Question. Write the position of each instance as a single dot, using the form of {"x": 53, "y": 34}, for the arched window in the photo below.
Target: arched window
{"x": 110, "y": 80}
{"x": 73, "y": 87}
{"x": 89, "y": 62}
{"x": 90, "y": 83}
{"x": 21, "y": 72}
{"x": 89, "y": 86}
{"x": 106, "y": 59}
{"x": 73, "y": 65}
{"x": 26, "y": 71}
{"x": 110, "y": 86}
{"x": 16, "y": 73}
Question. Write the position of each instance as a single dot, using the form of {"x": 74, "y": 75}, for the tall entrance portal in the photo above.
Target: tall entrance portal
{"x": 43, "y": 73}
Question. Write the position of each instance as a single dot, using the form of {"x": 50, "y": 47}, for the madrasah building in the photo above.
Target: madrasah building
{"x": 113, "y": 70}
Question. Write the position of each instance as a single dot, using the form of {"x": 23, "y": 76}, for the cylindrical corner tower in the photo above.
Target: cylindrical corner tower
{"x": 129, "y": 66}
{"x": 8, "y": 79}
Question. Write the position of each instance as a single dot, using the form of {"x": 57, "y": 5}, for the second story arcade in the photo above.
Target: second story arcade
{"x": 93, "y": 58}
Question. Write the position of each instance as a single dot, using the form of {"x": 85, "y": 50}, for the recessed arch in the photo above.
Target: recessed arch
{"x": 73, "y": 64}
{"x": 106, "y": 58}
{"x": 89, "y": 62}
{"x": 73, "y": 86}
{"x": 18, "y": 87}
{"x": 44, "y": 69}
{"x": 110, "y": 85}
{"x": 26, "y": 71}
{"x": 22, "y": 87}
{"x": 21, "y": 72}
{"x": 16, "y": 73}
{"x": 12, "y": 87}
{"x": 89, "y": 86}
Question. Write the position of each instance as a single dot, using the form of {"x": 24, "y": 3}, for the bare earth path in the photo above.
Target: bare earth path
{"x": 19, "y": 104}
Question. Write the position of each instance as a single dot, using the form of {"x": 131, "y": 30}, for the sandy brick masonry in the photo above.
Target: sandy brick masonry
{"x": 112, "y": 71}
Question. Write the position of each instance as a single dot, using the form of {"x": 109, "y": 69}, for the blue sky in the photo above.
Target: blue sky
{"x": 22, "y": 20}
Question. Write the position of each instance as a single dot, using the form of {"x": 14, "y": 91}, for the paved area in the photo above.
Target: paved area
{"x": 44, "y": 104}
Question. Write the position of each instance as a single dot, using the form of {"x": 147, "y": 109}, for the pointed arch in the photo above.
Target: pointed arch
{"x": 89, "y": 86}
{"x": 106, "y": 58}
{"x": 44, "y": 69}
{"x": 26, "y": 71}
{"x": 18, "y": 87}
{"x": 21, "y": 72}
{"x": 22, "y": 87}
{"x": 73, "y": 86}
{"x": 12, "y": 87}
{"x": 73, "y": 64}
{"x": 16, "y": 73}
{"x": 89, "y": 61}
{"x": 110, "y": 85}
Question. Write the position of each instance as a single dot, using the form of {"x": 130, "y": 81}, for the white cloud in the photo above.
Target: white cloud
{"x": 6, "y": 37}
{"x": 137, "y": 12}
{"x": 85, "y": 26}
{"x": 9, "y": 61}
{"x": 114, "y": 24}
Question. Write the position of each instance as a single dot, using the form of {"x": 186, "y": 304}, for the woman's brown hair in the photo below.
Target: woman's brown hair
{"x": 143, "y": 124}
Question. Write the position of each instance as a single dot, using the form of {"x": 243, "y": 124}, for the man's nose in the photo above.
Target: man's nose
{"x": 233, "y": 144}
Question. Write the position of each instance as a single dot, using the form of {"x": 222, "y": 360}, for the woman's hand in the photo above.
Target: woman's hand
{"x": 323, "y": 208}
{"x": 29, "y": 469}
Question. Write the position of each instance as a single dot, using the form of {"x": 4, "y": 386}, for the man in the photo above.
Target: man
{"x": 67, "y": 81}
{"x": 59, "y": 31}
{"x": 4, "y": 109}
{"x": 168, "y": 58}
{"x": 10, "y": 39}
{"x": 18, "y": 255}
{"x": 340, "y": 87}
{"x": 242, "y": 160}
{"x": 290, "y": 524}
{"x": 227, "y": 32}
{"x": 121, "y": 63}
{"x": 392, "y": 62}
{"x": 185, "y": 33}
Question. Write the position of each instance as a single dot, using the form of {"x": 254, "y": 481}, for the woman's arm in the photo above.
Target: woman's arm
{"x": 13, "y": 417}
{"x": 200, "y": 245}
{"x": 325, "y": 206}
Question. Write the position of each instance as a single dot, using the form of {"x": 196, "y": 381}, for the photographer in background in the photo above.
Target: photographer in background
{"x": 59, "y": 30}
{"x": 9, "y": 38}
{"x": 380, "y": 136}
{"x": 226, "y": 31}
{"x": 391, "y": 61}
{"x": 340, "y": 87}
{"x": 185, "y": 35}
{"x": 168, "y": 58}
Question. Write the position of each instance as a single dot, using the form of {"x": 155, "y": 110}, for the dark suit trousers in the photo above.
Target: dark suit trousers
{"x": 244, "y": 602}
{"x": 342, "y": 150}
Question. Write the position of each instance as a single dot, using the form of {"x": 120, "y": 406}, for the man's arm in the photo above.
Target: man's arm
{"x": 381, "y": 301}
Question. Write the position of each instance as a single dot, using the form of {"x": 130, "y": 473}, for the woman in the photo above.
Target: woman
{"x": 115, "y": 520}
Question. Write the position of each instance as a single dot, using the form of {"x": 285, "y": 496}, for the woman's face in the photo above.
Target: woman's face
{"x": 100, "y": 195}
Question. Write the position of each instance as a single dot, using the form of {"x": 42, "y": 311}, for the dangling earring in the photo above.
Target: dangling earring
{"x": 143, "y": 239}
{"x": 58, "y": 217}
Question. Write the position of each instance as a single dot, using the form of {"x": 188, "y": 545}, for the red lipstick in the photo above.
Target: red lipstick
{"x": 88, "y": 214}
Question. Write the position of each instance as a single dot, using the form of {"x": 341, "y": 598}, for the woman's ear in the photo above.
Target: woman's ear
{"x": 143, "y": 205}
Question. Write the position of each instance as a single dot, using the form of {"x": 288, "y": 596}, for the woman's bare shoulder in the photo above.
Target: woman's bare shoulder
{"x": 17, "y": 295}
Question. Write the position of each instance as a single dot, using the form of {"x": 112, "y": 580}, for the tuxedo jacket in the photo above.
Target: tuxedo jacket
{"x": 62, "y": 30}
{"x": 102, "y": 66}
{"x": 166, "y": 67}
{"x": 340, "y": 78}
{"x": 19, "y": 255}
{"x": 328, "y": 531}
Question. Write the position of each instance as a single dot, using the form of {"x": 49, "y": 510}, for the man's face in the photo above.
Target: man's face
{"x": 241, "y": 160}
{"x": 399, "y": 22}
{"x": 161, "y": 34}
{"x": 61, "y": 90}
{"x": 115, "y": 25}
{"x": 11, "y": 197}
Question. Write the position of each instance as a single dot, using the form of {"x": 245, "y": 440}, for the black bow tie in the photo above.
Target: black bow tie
===============
» Goal of the exercise
Copy out every one of the records above again, line for line and word for word, without changing anything.

» Response
Question. Write the position of each instance as a single dot, using the form of {"x": 53, "y": 34}, for the arched window in the photo below.
Target: arched window
{"x": 110, "y": 80}
{"x": 73, "y": 87}
{"x": 89, "y": 62}
{"x": 90, "y": 83}
{"x": 21, "y": 72}
{"x": 89, "y": 86}
{"x": 106, "y": 59}
{"x": 73, "y": 65}
{"x": 26, "y": 71}
{"x": 110, "y": 86}
{"x": 16, "y": 73}
Question. Write the position of each instance as a single dot, using the form of {"x": 74, "y": 75}, for the tall entrance portal in the photo above.
Target: tall entrance portal
{"x": 43, "y": 73}
Question. Write the position of each instance as a single dot, using the form of {"x": 50, "y": 47}, for the madrasah building in the photo above.
Target: madrasah building
{"x": 113, "y": 70}
Question. Write the position of each instance as a single dot, using the form of {"x": 23, "y": 76}, for the cylindrical corner tower in the photo above.
Target: cylindrical corner tower
{"x": 129, "y": 66}
{"x": 8, "y": 79}
Question. Write the position of each instance as a single dot, using the form of {"x": 57, "y": 5}, for the second story arcade in the photo above.
Target: second story arcade
{"x": 93, "y": 58}
Question. Write the position of each instance as a single dot, using the form of {"x": 85, "y": 50}, for the recessed arch in the photo above.
Target: recessed arch
{"x": 73, "y": 64}
{"x": 106, "y": 58}
{"x": 89, "y": 62}
{"x": 73, "y": 86}
{"x": 18, "y": 87}
{"x": 44, "y": 69}
{"x": 110, "y": 85}
{"x": 26, "y": 71}
{"x": 22, "y": 87}
{"x": 21, "y": 72}
{"x": 16, "y": 73}
{"x": 12, "y": 87}
{"x": 89, "y": 86}
Question. Write the position of each instance as a single dot, using the form of {"x": 24, "y": 3}, for the bare earth path in the photo above.
Target: bare earth path
{"x": 19, "y": 104}
Question. Write the position of each instance as a single dot, using the form of {"x": 131, "y": 30}, for the sandy brick masonry in the photo above.
Target: sandy brick masonry
{"x": 112, "y": 71}
Question. Write the position of each instance as a single dot, using the form of {"x": 109, "y": 69}, for the blue sky in the photo above.
Target: blue sky
{"x": 22, "y": 20}
Question. Write the position of each instance as a single dot, using the form of {"x": 14, "y": 91}, for the paved area in the photo above.
Target: paved area
{"x": 44, "y": 104}
Question. Write the position of each instance as a single dot, using the form of {"x": 147, "y": 109}, for the pointed arch in the photo above.
Target: pointed arch
{"x": 89, "y": 86}
{"x": 106, "y": 58}
{"x": 44, "y": 69}
{"x": 26, "y": 71}
{"x": 18, "y": 87}
{"x": 21, "y": 72}
{"x": 22, "y": 87}
{"x": 73, "y": 86}
{"x": 12, "y": 87}
{"x": 73, "y": 64}
{"x": 16, "y": 73}
{"x": 89, "y": 61}
{"x": 110, "y": 85}
Question. Write the position of each instance as a single dot, using the form of {"x": 130, "y": 81}, for the white cloud in the photo above.
Target: white cloud
{"x": 6, "y": 37}
{"x": 137, "y": 12}
{"x": 85, "y": 26}
{"x": 9, "y": 61}
{"x": 114, "y": 24}
Question. Write the position of each instance as a single dot, using the form of {"x": 186, "y": 304}, for the woman's brown hair in the photo below.
Target: woman's brown hair
{"x": 143, "y": 124}
Question. Write the position of each instance as a single dot, using the form of {"x": 243, "y": 124}, for the man's nose in the photo above.
Target: man's nose
{"x": 233, "y": 144}
Question. Write the position of each instance as a single dot, using the form of {"x": 222, "y": 360}, for the woman's hand in the photo above.
Target: woman's hand
{"x": 323, "y": 208}
{"x": 29, "y": 469}
Question. Write the position of each instance as a single dot, using the form of {"x": 4, "y": 386}, for the man in the photo above.
Target: man
{"x": 67, "y": 81}
{"x": 59, "y": 31}
{"x": 4, "y": 109}
{"x": 168, "y": 58}
{"x": 10, "y": 39}
{"x": 18, "y": 255}
{"x": 340, "y": 87}
{"x": 242, "y": 160}
{"x": 290, "y": 524}
{"x": 227, "y": 32}
{"x": 121, "y": 63}
{"x": 392, "y": 62}
{"x": 185, "y": 33}
Question. Write the position of each instance as a single dot, using the form of {"x": 254, "y": 481}, for the woman's arm in the photo above.
Target: woman's arm
{"x": 13, "y": 417}
{"x": 200, "y": 245}
{"x": 325, "y": 206}
Question. Write the position of each instance as a single dot, using the form of {"x": 196, "y": 381}, for the photographer in background in the photo above.
Target: photographer in background
{"x": 59, "y": 30}
{"x": 9, "y": 38}
{"x": 380, "y": 136}
{"x": 226, "y": 31}
{"x": 391, "y": 61}
{"x": 340, "y": 87}
{"x": 185, "y": 35}
{"x": 168, "y": 58}
Question. Write the position of each instance as a single dot, using the form of {"x": 155, "y": 110}, for the dark suit trousers in the photo above.
Target: dark suit trousers
{"x": 244, "y": 602}
{"x": 342, "y": 150}
Question. Write the position of each instance as a single dot, using the form of {"x": 120, "y": 406}, for the man's arm in the photo above.
Target: man's arm
{"x": 381, "y": 301}
Question. Write the position of each instance as a single dot, using the form of {"x": 130, "y": 473}, for the woman in the photo above.
Target: woman
{"x": 115, "y": 520}
Question. Write the position of each instance as a single dot, using the form of {"x": 285, "y": 496}, for the woman's face in the photo above.
Target: woman's face
{"x": 100, "y": 195}
Question. Write the position of each instance as a single dot, using the form of {"x": 42, "y": 311}, for the dangling earring in the photo above.
Target: dangling earring
{"x": 143, "y": 239}
{"x": 58, "y": 217}
Question. Write the position of each instance as a single dot, using the form of {"x": 188, "y": 545}, for the red lipstick in the photo above.
Target: red lipstick
{"x": 88, "y": 214}
Question. Write the position of each instance as a single dot, using the form of {"x": 341, "y": 598}, for the woman's ear in the photo above.
Target: woman's ear
{"x": 143, "y": 205}
Question. Write the position of each instance as a single dot, using the form of {"x": 288, "y": 596}, for the woman's bare shoulder in the photo above.
Target: woman's bare shoulder
{"x": 17, "y": 295}
Question. Write the position of each instance as a single dot, using the form of {"x": 112, "y": 580}, for the tuxedo jacket in the photo above.
Target: tuxedo jacket
{"x": 62, "y": 30}
{"x": 102, "y": 66}
{"x": 166, "y": 67}
{"x": 340, "y": 78}
{"x": 19, "y": 255}
{"x": 328, "y": 531}
Question. Write the position of each instance as a single dot, using the form of {"x": 49, "y": 510}, for the man's face in the photo above.
Target: man's face
{"x": 241, "y": 160}
{"x": 399, "y": 22}
{"x": 161, "y": 34}
{"x": 61, "y": 90}
{"x": 115, "y": 25}
{"x": 11, "y": 197}
Question. Write the position of each instance as a single dot, using the form of {"x": 245, "y": 440}, for the black bow tie in the photo above.
Target: black bow tie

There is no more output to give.